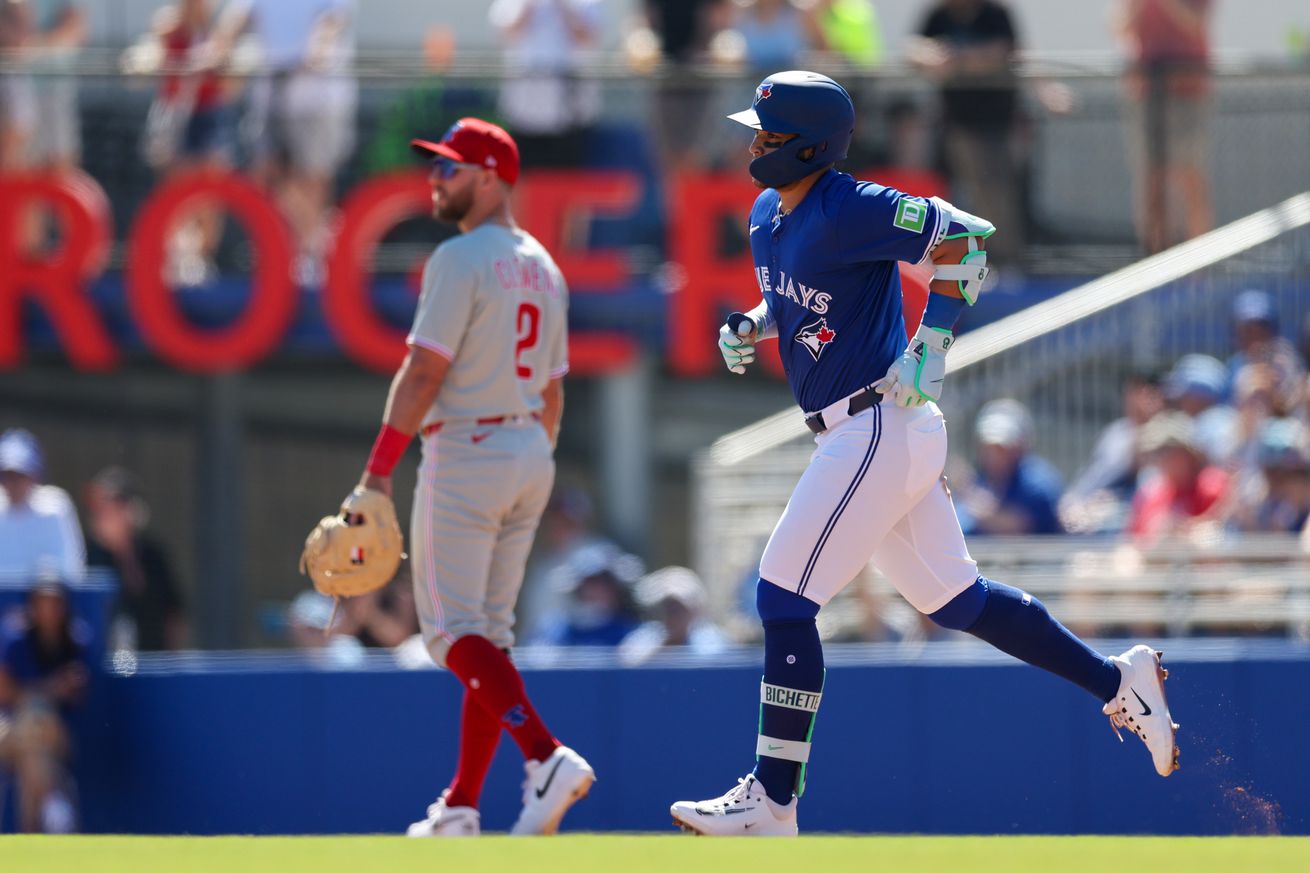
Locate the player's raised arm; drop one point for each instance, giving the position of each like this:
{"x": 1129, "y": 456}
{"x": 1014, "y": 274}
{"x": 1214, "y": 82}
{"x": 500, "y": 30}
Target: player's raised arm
{"x": 740, "y": 332}
{"x": 960, "y": 269}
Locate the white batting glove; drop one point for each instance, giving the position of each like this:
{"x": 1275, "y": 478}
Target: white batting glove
{"x": 917, "y": 375}
{"x": 736, "y": 342}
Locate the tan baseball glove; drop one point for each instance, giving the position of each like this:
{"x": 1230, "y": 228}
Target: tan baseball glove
{"x": 358, "y": 549}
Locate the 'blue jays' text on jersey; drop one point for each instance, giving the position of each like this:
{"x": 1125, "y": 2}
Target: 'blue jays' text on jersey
{"x": 828, "y": 274}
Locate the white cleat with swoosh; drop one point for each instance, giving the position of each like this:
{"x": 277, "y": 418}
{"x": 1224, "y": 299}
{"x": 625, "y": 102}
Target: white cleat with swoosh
{"x": 549, "y": 788}
{"x": 1141, "y": 707}
{"x": 743, "y": 812}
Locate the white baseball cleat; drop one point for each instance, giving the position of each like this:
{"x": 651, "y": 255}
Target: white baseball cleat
{"x": 549, "y": 788}
{"x": 447, "y": 821}
{"x": 1141, "y": 707}
{"x": 743, "y": 812}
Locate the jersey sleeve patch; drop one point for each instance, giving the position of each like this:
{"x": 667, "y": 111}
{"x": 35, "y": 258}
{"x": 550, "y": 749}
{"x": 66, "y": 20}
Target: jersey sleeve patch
{"x": 911, "y": 215}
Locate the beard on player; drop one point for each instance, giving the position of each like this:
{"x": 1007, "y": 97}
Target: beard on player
{"x": 452, "y": 206}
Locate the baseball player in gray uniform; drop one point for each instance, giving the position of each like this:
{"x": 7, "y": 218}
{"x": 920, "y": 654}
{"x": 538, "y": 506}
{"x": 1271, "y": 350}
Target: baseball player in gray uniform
{"x": 482, "y": 386}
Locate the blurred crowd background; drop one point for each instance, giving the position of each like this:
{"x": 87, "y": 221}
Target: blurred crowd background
{"x": 147, "y": 509}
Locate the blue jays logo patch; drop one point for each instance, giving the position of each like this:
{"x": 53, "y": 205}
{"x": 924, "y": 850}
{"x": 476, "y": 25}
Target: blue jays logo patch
{"x": 815, "y": 337}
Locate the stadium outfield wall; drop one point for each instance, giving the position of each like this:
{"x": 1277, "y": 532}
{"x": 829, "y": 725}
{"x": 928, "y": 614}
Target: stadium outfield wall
{"x": 950, "y": 739}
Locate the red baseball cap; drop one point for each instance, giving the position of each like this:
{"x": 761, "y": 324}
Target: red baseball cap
{"x": 472, "y": 140}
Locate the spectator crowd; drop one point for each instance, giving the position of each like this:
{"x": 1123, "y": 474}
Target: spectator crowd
{"x": 1207, "y": 446}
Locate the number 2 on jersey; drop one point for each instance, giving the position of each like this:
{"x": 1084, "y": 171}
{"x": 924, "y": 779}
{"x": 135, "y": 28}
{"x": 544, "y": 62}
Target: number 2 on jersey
{"x": 529, "y": 330}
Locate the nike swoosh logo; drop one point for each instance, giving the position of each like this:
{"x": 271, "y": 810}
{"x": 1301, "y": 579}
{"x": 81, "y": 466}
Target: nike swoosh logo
{"x": 541, "y": 792}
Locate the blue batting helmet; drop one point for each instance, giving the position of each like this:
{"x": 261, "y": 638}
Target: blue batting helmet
{"x": 810, "y": 105}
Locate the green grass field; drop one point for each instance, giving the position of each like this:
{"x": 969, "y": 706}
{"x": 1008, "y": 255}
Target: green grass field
{"x": 672, "y": 853}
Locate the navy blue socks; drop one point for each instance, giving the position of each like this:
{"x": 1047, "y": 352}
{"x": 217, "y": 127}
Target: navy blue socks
{"x": 790, "y": 691}
{"x": 1018, "y": 624}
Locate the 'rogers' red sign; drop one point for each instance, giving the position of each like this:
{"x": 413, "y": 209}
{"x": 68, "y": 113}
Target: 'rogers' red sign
{"x": 548, "y": 203}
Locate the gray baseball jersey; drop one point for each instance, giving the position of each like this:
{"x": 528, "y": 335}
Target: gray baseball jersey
{"x": 495, "y": 306}
{"x": 487, "y": 292}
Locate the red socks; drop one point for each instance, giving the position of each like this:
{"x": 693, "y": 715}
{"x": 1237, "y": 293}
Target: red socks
{"x": 480, "y": 734}
{"x": 493, "y": 682}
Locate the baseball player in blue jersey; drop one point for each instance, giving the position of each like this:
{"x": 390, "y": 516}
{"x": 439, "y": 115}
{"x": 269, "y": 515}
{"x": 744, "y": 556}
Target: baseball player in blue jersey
{"x": 825, "y": 251}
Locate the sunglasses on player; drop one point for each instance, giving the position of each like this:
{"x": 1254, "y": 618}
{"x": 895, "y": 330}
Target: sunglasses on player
{"x": 446, "y": 168}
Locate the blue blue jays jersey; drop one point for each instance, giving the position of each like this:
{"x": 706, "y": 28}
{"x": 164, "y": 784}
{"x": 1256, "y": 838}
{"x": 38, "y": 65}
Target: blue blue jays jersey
{"x": 828, "y": 274}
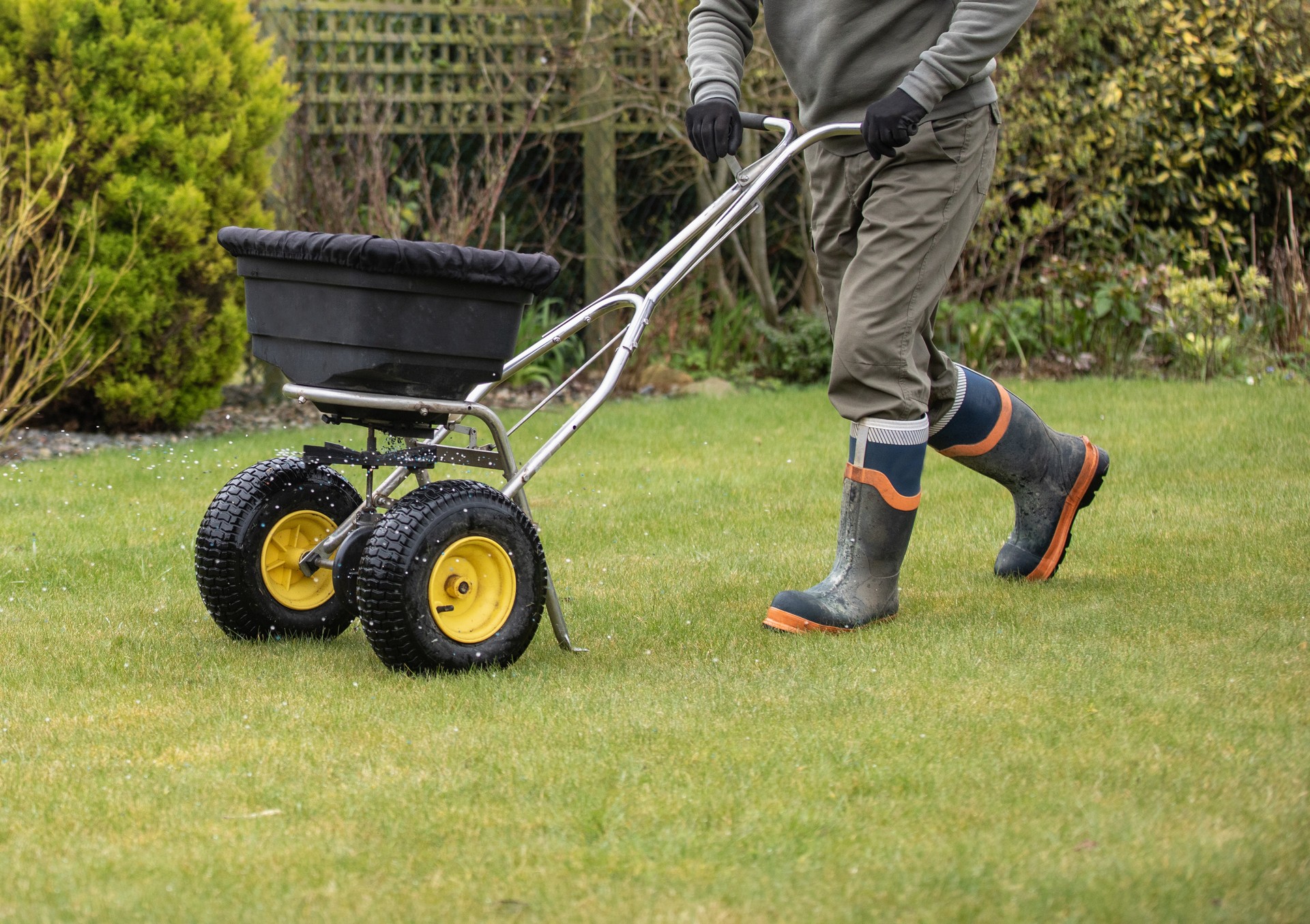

------------------------

**WORK INSTRUCTIONS:** Show every line from the entries above that contains the string "background", treating uppercase and lowercase letters as different.

**SOLUTION TO THE EXERCISE:**
Locate the blurred crowd background; drop one point for each instance, giving the position of each like this:
Target: blurred crowd background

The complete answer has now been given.